WHAT TO WORK ON:
Starting at the line that contains "Could you point to the white" and ending at the last of the lines below, write out every line again, raising each coordinate in the answer points by 136. Leave the coordinates that follow "written like" unchanged.

[start INFORMATION SHOWN]

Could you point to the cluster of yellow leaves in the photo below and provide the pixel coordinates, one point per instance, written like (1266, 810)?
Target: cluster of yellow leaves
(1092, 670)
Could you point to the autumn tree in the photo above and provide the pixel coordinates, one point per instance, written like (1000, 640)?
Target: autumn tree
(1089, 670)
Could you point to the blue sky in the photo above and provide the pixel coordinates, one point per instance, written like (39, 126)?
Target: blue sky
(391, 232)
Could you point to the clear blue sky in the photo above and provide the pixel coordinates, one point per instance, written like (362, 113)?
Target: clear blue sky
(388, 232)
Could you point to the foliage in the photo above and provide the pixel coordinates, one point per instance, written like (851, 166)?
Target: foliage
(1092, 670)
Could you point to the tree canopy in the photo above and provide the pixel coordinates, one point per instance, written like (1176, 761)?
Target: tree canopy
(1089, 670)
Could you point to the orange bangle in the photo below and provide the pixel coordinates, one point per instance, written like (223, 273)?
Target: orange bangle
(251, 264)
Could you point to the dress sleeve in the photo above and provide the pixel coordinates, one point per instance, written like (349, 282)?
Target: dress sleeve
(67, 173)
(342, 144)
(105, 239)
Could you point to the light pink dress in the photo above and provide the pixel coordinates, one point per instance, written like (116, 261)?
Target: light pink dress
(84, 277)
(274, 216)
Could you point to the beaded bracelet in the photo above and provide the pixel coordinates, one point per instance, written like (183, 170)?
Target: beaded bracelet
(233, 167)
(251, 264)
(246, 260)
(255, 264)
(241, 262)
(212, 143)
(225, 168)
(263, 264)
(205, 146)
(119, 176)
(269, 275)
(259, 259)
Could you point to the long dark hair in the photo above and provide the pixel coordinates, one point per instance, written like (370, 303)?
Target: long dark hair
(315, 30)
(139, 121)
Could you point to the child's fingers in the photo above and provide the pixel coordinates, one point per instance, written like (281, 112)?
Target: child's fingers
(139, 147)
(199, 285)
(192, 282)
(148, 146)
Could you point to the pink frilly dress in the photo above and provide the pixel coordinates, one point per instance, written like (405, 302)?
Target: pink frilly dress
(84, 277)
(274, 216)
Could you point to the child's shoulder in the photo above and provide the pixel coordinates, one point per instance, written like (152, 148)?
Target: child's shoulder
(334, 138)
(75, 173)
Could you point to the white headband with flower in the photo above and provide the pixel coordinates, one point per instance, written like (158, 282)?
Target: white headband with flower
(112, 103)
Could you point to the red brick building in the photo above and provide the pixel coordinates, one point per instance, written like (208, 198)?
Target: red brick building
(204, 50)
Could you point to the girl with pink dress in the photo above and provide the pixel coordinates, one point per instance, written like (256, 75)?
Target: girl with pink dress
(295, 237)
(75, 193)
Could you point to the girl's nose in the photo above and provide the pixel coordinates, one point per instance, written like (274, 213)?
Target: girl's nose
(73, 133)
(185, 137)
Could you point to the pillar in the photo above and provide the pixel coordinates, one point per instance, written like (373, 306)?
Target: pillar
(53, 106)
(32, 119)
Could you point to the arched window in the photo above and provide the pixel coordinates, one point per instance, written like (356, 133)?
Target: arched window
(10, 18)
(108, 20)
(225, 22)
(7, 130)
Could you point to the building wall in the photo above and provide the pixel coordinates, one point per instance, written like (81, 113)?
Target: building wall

[end INFORMATION SHOWN]

REPLY:
Could you point to the white headband with flower in the photo above and provide the pixel coordinates, one point per instance, written like (158, 282)?
Target: white headband with flower
(248, 239)
Could you point to the red brick building in the photo above and provide the pixel coordinates, one point per instance, written like (208, 198)?
Target: red brick building
(340, 186)
Could you point to the girl with pink dress in the photo above and provide the pixel coordinates, one point per instance, written like (256, 75)?
Target: girl with pink dress
(431, 373)
(211, 329)
Could you point to the girl's nose in the photo above and provide the pixel coordinates, one point per instance, written like (274, 213)?
Target: girl's nose
(209, 269)
(321, 273)
Could you point to the pillar in the photo above and provide the pixel coordinates, one point per instance, written like (373, 306)?
Target: pillar
(189, 242)
(168, 255)
Could you point to the arched window in the photo above and provide the pixel coordinates, one point per instance, written like (356, 133)?
Target: arched window
(146, 154)
(244, 156)
(361, 158)
(143, 266)
Could you point to the building wall in the photo above and provide the pixel coordinates, one point per instance, written like (81, 113)?
Target: building wall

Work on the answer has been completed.